▶ **Point localization data**
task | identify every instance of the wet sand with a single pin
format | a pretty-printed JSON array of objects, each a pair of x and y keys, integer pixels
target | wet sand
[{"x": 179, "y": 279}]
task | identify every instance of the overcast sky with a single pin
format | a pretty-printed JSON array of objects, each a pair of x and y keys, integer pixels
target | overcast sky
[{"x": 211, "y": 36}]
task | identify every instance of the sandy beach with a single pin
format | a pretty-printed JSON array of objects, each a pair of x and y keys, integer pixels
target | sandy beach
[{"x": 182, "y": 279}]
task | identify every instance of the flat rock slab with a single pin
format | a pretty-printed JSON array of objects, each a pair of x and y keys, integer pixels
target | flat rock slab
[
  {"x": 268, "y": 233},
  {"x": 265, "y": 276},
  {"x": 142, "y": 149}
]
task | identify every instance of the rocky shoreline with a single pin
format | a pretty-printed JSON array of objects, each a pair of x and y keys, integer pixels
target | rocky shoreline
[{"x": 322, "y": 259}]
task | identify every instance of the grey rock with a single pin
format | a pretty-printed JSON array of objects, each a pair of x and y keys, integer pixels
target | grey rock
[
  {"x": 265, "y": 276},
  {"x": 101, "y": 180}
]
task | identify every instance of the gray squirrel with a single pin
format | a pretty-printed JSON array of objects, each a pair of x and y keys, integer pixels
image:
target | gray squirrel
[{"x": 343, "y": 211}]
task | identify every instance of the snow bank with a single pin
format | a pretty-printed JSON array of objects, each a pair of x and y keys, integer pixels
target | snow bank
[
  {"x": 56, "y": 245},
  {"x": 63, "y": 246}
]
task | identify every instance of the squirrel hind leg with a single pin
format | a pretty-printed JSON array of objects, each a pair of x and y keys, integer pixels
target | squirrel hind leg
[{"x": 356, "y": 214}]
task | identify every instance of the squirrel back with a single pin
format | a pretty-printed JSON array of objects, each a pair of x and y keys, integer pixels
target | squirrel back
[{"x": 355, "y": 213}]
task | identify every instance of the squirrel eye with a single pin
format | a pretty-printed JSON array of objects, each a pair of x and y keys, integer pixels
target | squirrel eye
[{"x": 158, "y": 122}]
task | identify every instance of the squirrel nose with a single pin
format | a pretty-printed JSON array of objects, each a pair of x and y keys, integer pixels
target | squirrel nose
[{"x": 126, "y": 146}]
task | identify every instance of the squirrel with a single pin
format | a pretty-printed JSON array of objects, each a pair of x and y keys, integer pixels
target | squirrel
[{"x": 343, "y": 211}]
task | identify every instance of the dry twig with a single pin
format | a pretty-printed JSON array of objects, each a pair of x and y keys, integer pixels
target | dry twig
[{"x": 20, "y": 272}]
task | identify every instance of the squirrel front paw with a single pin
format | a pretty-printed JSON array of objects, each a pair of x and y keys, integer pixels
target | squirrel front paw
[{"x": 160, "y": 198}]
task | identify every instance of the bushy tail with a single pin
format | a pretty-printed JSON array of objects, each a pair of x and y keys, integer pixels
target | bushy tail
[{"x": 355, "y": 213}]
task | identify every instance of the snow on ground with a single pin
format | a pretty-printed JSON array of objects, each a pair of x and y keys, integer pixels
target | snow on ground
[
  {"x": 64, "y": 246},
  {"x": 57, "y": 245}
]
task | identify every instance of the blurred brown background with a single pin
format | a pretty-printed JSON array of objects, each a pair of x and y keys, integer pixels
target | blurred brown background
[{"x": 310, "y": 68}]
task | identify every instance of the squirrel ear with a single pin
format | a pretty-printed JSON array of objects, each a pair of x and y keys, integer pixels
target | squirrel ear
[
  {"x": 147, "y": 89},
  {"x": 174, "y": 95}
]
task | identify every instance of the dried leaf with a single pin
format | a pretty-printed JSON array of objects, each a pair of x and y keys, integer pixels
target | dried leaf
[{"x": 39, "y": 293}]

▶ **TASK STATEMENT**
Look above for the line that holds "target | bushy tail", then copy it and each line after it exactly, through the last line of the data.

▶ **RESPONSE AREA**
target | bushy tail
[{"x": 355, "y": 213}]
task | identify every instance of the snow on ground with a single pin
format | a pretty-printed JSON array of objects, each a pair of x and y keys, integer pixels
target | snow on ground
[
  {"x": 64, "y": 246},
  {"x": 57, "y": 245}
]
task | identify every instance of the blurred brown background with a single pin
format | a pretty-printed JSON array of objects, each a pair of x and y keys, integer pixels
target | blurred brown background
[{"x": 310, "y": 68}]
task | identify every instance of the squirrel ear with a single pin
format | a pretty-printed JSON array of objects, each a pair of x and y keys, integer pixels
target | squirrel ear
[
  {"x": 147, "y": 89},
  {"x": 174, "y": 95}
]
task | identify every instance of the dried leaf with a single pin
format | a pretty-printed JSON array of objects, each a pair of x and y keys, integer pixels
target | dried leaf
[{"x": 39, "y": 293}]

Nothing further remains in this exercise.